§ **Action item**:
Repeat the data verbatim, images excluded.

==== Supplied records ====

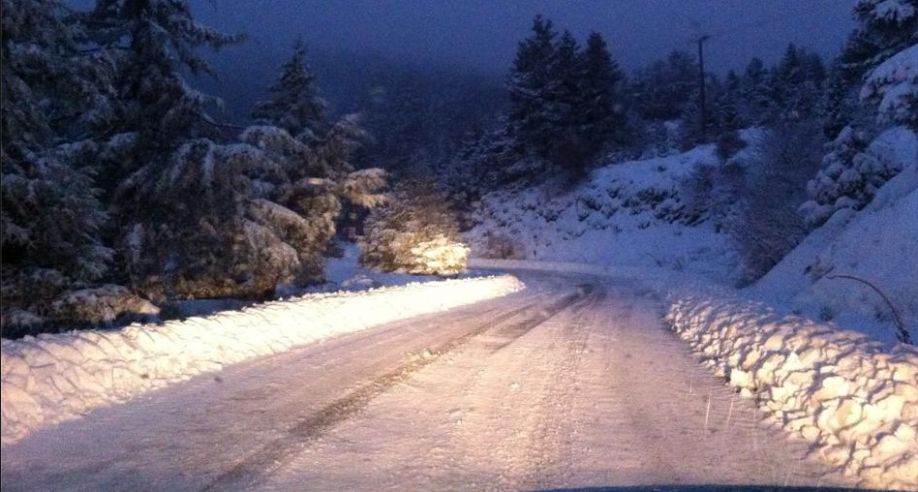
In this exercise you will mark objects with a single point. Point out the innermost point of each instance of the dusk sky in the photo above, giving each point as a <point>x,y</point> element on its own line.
<point>481,35</point>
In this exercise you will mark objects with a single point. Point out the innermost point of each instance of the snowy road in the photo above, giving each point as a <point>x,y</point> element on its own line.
<point>573,382</point>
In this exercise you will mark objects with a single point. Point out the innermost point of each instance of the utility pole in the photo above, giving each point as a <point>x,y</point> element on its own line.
<point>704,116</point>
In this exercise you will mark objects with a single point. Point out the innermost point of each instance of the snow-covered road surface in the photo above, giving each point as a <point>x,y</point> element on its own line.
<point>573,382</point>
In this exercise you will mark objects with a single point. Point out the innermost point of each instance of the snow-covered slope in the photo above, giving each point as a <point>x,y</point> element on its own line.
<point>53,378</point>
<point>856,399</point>
<point>878,244</point>
<point>625,214</point>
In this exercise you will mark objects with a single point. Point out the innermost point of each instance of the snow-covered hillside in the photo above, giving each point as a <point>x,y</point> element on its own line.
<point>878,244</point>
<point>626,214</point>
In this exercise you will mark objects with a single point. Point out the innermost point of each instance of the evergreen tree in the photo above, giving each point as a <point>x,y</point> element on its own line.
<point>50,215</point>
<point>838,101</point>
<point>529,85</point>
<point>662,91</point>
<point>600,115</point>
<point>295,104</point>
<point>726,110</point>
<point>755,93</point>
<point>151,43</point>
<point>565,144</point>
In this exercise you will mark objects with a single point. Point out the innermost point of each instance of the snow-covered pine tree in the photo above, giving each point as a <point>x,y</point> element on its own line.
<point>756,101</point>
<point>529,83</point>
<point>566,145</point>
<point>662,90</point>
<point>600,117</point>
<point>295,103</point>
<point>885,49</point>
<point>726,116</point>
<point>152,44</point>
<point>797,81</point>
<point>52,94</point>
<point>839,100</point>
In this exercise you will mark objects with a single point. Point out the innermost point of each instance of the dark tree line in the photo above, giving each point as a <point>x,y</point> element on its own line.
<point>564,101</point>
<point>114,174</point>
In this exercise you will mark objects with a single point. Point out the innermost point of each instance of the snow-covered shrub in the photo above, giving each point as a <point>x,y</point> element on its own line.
<point>893,86</point>
<point>855,169</point>
<point>768,224</point>
<point>712,192</point>
<point>884,49</point>
<point>101,304</point>
<point>415,232</point>
<point>501,246</point>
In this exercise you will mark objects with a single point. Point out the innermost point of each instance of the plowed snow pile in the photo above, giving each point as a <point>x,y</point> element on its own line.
<point>855,398</point>
<point>58,377</point>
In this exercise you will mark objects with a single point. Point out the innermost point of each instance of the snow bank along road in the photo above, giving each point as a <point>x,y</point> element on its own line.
<point>572,382</point>
<point>59,377</point>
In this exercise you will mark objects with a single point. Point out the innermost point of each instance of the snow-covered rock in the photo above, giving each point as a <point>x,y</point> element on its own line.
<point>58,377</point>
<point>856,399</point>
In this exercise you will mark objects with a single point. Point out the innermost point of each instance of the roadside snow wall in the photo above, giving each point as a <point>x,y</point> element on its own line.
<point>856,399</point>
<point>53,378</point>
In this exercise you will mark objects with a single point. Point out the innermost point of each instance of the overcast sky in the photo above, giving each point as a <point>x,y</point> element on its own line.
<point>481,35</point>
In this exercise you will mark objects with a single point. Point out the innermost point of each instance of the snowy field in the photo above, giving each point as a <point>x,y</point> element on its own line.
<point>58,377</point>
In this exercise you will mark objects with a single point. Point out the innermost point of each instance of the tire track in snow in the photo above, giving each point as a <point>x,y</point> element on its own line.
<point>252,470</point>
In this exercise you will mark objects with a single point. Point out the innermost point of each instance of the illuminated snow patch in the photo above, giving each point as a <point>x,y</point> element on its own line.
<point>53,378</point>
<point>856,399</point>
<point>440,256</point>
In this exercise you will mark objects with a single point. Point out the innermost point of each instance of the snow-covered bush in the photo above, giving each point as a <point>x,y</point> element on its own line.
<point>854,170</point>
<point>768,224</point>
<point>893,86</point>
<point>238,219</point>
<point>884,47</point>
<point>415,232</point>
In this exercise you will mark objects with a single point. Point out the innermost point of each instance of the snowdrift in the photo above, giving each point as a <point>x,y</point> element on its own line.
<point>626,214</point>
<point>53,378</point>
<point>877,244</point>
<point>856,399</point>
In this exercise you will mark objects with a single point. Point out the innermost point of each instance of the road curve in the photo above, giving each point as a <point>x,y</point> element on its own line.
<point>572,383</point>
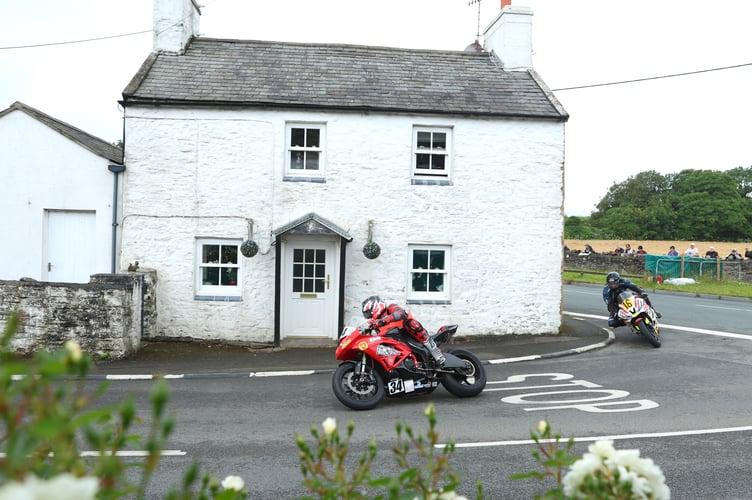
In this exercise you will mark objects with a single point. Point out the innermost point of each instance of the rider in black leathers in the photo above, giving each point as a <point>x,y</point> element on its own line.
<point>615,284</point>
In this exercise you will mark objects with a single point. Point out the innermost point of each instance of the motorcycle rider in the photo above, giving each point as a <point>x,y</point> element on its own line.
<point>379,314</point>
<point>615,284</point>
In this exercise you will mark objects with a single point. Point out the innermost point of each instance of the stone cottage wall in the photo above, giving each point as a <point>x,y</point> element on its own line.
<point>224,168</point>
<point>107,316</point>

====

§ **Problem solution**:
In this exercise you will mark objects with a single point. Point out the innermost point of each instance of the dusk sky in the photo above, giving each point as a <point>x,y</point> element on its own line.
<point>481,35</point>
In this exercise you will mark objects with a single point. Point out the innermost point of each instance of the snowy road in the photo above, giving each point as a <point>x,y</point> element on its own line.
<point>573,382</point>
In this exercise you will mark objects with a single point. Point out the innermost point of each instance of the utility pole in the photo above, giving each point as a <point>x,y</point> element on its own line.
<point>704,116</point>
In this exercise you will mark objects with a single point. Point out the innermost point of each instance of the snow-covered road surface in the photo above, giving each point as a <point>x,y</point> element on its own line.
<point>573,382</point>
In this exercise you will mark objects with a single point. Point out the innermost point of each instance of the snow-covered slope in the photo above, giving each point as a <point>x,y</point> element on its own line.
<point>53,378</point>
<point>856,399</point>
<point>878,244</point>
<point>625,214</point>
In this exercise you will mark objects with a single point. Point out the innermost point of each instance of the snow-covered hillside in the photo above, giving each point as a <point>x,y</point> element on its own line.
<point>878,244</point>
<point>626,214</point>
In this exercise you will mark objects with a single point. Point out the innermost point of each instance of the evergreen tree in the photo above, giving each point as a <point>x,y</point> element on its own line.
<point>50,215</point>
<point>838,101</point>
<point>529,85</point>
<point>662,91</point>
<point>600,115</point>
<point>295,104</point>
<point>726,110</point>
<point>755,93</point>
<point>151,43</point>
<point>565,144</point>
In this exercise you will mark objects with a single point. Point out the innermost point of each instance of the snow-covered pine tree in the photo above, giving each point as a <point>x,y</point> element on its own line.
<point>756,101</point>
<point>529,83</point>
<point>566,145</point>
<point>662,90</point>
<point>600,117</point>
<point>295,103</point>
<point>885,49</point>
<point>726,116</point>
<point>152,44</point>
<point>797,81</point>
<point>52,94</point>
<point>839,100</point>
In this exercise you will mark objects with a single point. Point out the innermost point of each instance of the dark tree line in the photo above, giving each point as a <point>x,y</point> element on its own line.
<point>564,101</point>
<point>114,174</point>
In this exercise you will mark objects with a single point. Point out the innermost point of each instance of the snow-covered shrub in the photo above, giving each point as a <point>x,y</point> element on its own line.
<point>893,86</point>
<point>855,169</point>
<point>768,224</point>
<point>712,192</point>
<point>884,49</point>
<point>101,304</point>
<point>415,232</point>
<point>501,246</point>
In this exercise you will mark objects with a single point. Point out the innermost point of each instance of the plowed snow pile in the photo above, giving each point as a <point>x,y</point> element on its own line.
<point>855,398</point>
<point>58,377</point>
In this exercise you will mark objects with a single point. Point out the innermost point of each instance of the snow bank along road in the photo above, giving each point as a <point>x,y</point> element on its own line.
<point>572,382</point>
<point>59,377</point>
In this exercise you will mark objects with a single point. Point out the innermost point of each instance of the snow-covered rock in the photo above, giving each point as a <point>x,y</point> element on its own line.
<point>58,377</point>
<point>856,399</point>
In this exercise you will mark objects with a single point. Point out the innermost point of each instance of the roadside snow wall in the photo above, giving each point as a <point>x,y</point> element on its own line.
<point>856,399</point>
<point>53,378</point>
In this exercise you will mark objects with a single point. Point out the innermost point of each instance of the overcast sky in the photo above, giving each point as a <point>x,y</point> element on its own line.
<point>481,35</point>
In this exercise you will mark objects with a single point. Point out the innermost point of each instance of the snowy field in the photo above, giving each point as a <point>x,y</point> element on its own line.
<point>58,377</point>
In this exercise you will mark objects with a single point. Point out the innermost point of each instance of the tire track in snow in the photo above, giving each point as a <point>x,y</point> element on its own line.
<point>252,470</point>
In this exercise you will mark objects with a single point. Point out the innermost point of each instance of the illuminated snow patch in the photo above, giving each point as a <point>x,y</point> element on its own line.
<point>53,378</point>
<point>856,399</point>
<point>440,256</point>
In this exercise you will mark objects with a single point. Point out the innermost point of each instance of the snow-covered bush in the photo above, giving each point as a <point>x,y</point> element on its own line.
<point>854,170</point>
<point>768,224</point>
<point>893,86</point>
<point>238,219</point>
<point>884,47</point>
<point>415,232</point>
In this exercise you will mark objects with a single point. Point out the innermost point of each instance of the snowdrift in the photo above, giving each point as a <point>x,y</point> element on its own line.
<point>626,214</point>
<point>53,378</point>
<point>877,244</point>
<point>856,399</point>
In this exercise you will mark objects with a single point. Point out the innermost point of each instance of the road curve in the photo above, giving each point as a <point>x,y</point> element on its own line.
<point>572,383</point>
In this exercise you will mark objects with a single point. Point out the innermost point of each instance of the rider in black leathers in the photo above, giving each point as a <point>x,y</point> element on its own line.
<point>615,284</point>
In this exercise you will mark objects with a single point. Point out the innermost point of each instance of the motorcycle rider in the photo above, giving each point as a <point>x,y</point> element on its own line.
<point>379,314</point>
<point>615,284</point>
In this exercise you will mark objects with a single point. Point out the innermost point of each instance of the stone cottage wall in the photo above, giving each point as a <point>x,y</point> element on its own line.
<point>224,168</point>
<point>107,316</point>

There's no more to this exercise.